> [Short problem] Print every line below exactly, from the line containing "Outline ferris wheel." down to the last of the rows, with the pictures left out.

(Data items)

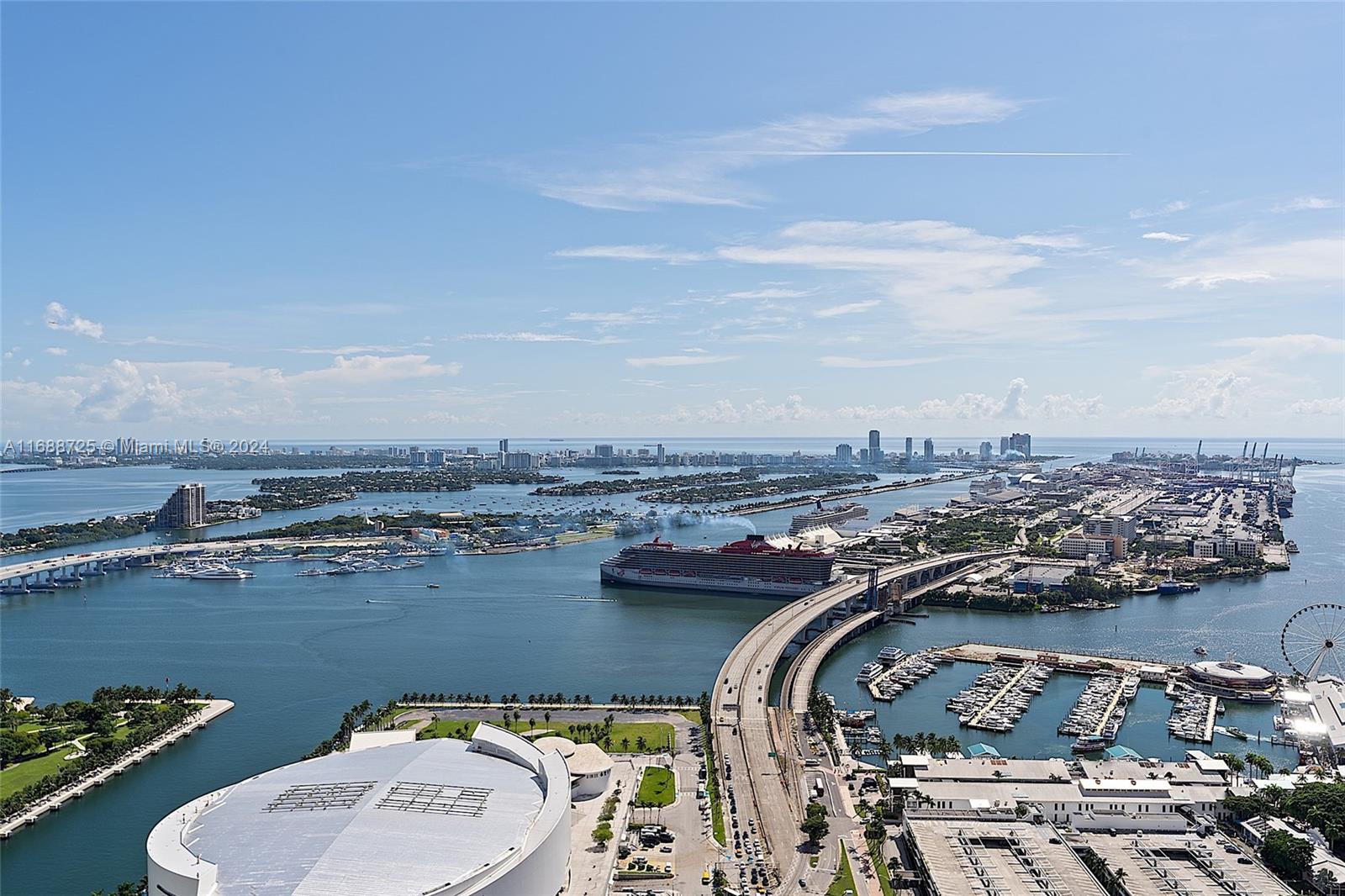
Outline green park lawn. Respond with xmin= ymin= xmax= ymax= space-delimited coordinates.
xmin=635 ymin=766 xmax=677 ymax=806
xmin=0 ymin=744 xmax=72 ymax=799
xmin=827 ymin=849 xmax=859 ymax=896
xmin=406 ymin=717 xmax=675 ymax=753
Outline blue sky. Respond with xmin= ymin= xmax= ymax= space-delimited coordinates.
xmin=0 ymin=3 xmax=1345 ymax=440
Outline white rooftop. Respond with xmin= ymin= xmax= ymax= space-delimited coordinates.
xmin=182 ymin=739 xmax=548 ymax=896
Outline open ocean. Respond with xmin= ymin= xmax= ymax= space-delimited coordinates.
xmin=0 ymin=439 xmax=1345 ymax=896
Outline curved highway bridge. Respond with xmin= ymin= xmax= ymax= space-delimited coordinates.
xmin=711 ymin=551 xmax=1015 ymax=893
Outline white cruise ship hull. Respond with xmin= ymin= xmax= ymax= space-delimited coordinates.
xmin=599 ymin=562 xmax=825 ymax=598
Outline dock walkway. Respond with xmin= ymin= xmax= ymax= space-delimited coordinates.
xmin=967 ymin=665 xmax=1031 ymax=728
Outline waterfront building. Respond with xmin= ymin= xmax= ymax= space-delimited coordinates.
xmin=1186 ymin=654 xmax=1276 ymax=699
xmin=1060 ymin=535 xmax=1126 ymax=560
xmin=1190 ymin=535 xmax=1260 ymax=558
xmin=146 ymin=724 xmax=570 ymax=896
xmin=155 ymin=482 xmax=206 ymax=529
xmin=502 ymin=451 xmax=542 ymax=470
xmin=1013 ymin=567 xmax=1076 ymax=594
xmin=533 ymin=737 xmax=616 ymax=802
xmin=968 ymin=477 xmax=1007 ymax=495
xmin=901 ymin=813 xmax=1108 ymax=896
xmin=1081 ymin=509 xmax=1135 ymax=540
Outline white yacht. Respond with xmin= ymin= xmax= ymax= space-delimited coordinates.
xmin=188 ymin=565 xmax=254 ymax=581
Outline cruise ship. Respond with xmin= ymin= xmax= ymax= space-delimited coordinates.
xmin=789 ymin=500 xmax=869 ymax=535
xmin=599 ymin=535 xmax=836 ymax=598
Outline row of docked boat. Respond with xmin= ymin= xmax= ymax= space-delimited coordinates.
xmin=869 ymin=651 xmax=939 ymax=701
xmin=1056 ymin=674 xmax=1139 ymax=753
xmin=294 ymin=558 xmax=425 ymax=576
xmin=155 ymin=560 xmax=256 ymax=581
xmin=946 ymin=663 xmax=1051 ymax=732
xmin=1168 ymin=688 xmax=1240 ymax=744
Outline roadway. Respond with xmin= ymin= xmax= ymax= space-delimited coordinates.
xmin=711 ymin=551 xmax=1011 ymax=893
xmin=0 ymin=535 xmax=394 ymax=582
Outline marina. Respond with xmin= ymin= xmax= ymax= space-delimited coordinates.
xmin=1056 ymin=674 xmax=1139 ymax=752
xmin=0 ymin=443 xmax=1345 ymax=892
xmin=868 ymin=647 xmax=939 ymax=703
xmin=1168 ymin=683 xmax=1226 ymax=744
xmin=947 ymin=663 xmax=1051 ymax=732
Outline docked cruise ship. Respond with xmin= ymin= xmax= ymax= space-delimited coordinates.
xmin=600 ymin=535 xmax=836 ymax=598
xmin=789 ymin=500 xmax=869 ymax=535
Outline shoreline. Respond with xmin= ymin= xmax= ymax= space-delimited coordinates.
xmin=720 ymin=472 xmax=982 ymax=517
xmin=0 ymin=699 xmax=234 ymax=840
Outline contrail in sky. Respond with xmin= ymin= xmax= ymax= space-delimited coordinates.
xmin=721 ymin=150 xmax=1130 ymax=156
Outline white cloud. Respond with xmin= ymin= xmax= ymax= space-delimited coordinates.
xmin=565 ymin=308 xmax=659 ymax=329
xmin=287 ymin=356 xmax=462 ymax=383
xmin=812 ymin=298 xmax=883 ymax=318
xmin=1033 ymin=393 xmax=1105 ymax=419
xmin=1216 ymin=332 xmax=1345 ymax=361
xmin=718 ymin=219 xmax=1069 ymax=338
xmin=47 ymin=302 xmax=103 ymax=339
xmin=1126 ymin=370 xmax=1253 ymax=419
xmin=1157 ymin=237 xmax=1345 ymax=289
xmin=529 ymin=90 xmax=1024 ymax=211
xmin=297 ymin=338 xmax=406 ymax=356
xmin=724 ymin=287 xmax=809 ymax=298
xmin=551 ymin=245 xmax=706 ymax=265
xmin=818 ymin=356 xmax=943 ymax=370
xmin=625 ymin=354 xmax=737 ymax=367
xmin=836 ymin=378 xmax=1105 ymax=421
xmin=1013 ymin=233 xmax=1088 ymax=249
xmin=1273 ymin=197 xmax=1341 ymax=211
xmin=459 ymin=329 xmax=593 ymax=342
xmin=655 ymin=394 xmax=829 ymax=426
xmin=1130 ymin=199 xmax=1190 ymax=220
xmin=1289 ymin=398 xmax=1345 ymax=417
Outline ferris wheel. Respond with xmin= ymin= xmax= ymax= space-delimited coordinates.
xmin=1279 ymin=604 xmax=1345 ymax=678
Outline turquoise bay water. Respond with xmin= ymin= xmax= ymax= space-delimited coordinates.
xmin=0 ymin=440 xmax=1345 ymax=894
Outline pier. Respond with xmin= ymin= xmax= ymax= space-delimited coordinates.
xmin=967 ymin=666 xmax=1031 ymax=728
xmin=725 ymin=472 xmax=980 ymax=517
xmin=0 ymin=699 xmax=234 ymax=840
xmin=0 ymin=535 xmax=395 ymax=594
xmin=937 ymin=641 xmax=1185 ymax=681
xmin=1088 ymin=681 xmax=1125 ymax=737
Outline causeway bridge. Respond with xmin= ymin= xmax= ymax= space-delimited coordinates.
xmin=0 ymin=535 xmax=392 ymax=594
xmin=711 ymin=551 xmax=1015 ymax=896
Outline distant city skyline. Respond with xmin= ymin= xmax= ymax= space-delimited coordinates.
xmin=0 ymin=4 xmax=1345 ymax=435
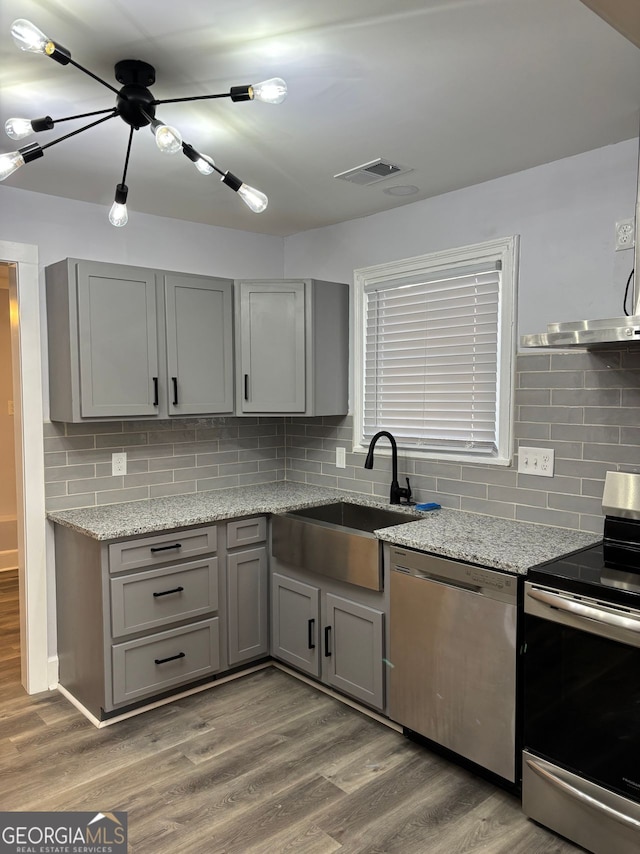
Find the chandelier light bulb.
[109,184,129,228]
[109,202,129,228]
[193,154,214,175]
[251,77,287,104]
[151,119,182,154]
[11,18,51,53]
[238,184,269,213]
[0,151,24,181]
[4,118,33,139]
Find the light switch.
[111,452,127,477]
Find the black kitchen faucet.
[364,430,414,504]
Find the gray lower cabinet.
[45,258,234,422]
[271,572,320,676]
[227,516,269,666]
[235,279,349,415]
[55,525,227,719]
[271,572,385,711]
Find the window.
[354,237,518,465]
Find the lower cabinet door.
[227,546,269,665]
[112,617,220,706]
[323,593,384,710]
[271,572,320,676]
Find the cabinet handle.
[324,626,331,658]
[154,652,186,664]
[153,587,184,599]
[149,543,182,552]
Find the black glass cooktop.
[527,543,640,608]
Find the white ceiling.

> [Output for this exercise]
Outline ferris wheel. Respond with xmin= ymin= xmax= ymax= space-delimited coordinates.
xmin=1279 ymin=604 xmax=1345 ymax=678
Outline turquoise bay water. Respond with xmin= ymin= xmax= ymax= space-delimited coordinates.
xmin=0 ymin=440 xmax=1345 ymax=894
Outline pier. Respond with xmin= ymin= xmax= ymax= space-delimited coordinates.
xmin=967 ymin=666 xmax=1031 ymax=728
xmin=725 ymin=472 xmax=980 ymax=517
xmin=0 ymin=699 xmax=234 ymax=840
xmin=0 ymin=535 xmax=395 ymax=594
xmin=937 ymin=641 xmax=1185 ymax=681
xmin=1088 ymin=681 xmax=1125 ymax=737
Outline causeway bridge. Respond with xmin= ymin= xmax= ymax= space-delimited coordinates.
xmin=0 ymin=535 xmax=392 ymax=594
xmin=711 ymin=551 xmax=1015 ymax=896
Outline distant city skyline. Respond with xmin= ymin= xmax= ymax= space-delimited coordinates.
xmin=0 ymin=4 xmax=1345 ymax=435
Find the chandelier light bulb.
[109,184,129,228]
[109,202,129,228]
[193,154,214,175]
[251,77,287,104]
[151,119,182,154]
[11,18,51,53]
[238,184,269,213]
[0,151,24,181]
[4,118,33,139]
Find the light switch.
[111,452,127,477]
Find the black kitchen faucet.
[364,430,414,504]
Find the gray lower cabinet.
[45,258,234,422]
[271,572,320,676]
[227,516,269,666]
[235,279,349,415]
[55,525,227,719]
[271,572,385,711]
Find the window.
[354,237,518,465]
Find the lower cabinet door.
[227,546,269,665]
[112,617,220,706]
[323,593,384,710]
[271,572,320,676]
Find the cabinet handle.
[324,626,331,658]
[154,652,186,664]
[153,587,184,599]
[149,543,182,552]
Find the black glass cooktop.
[527,543,640,608]
Find the white ceiling.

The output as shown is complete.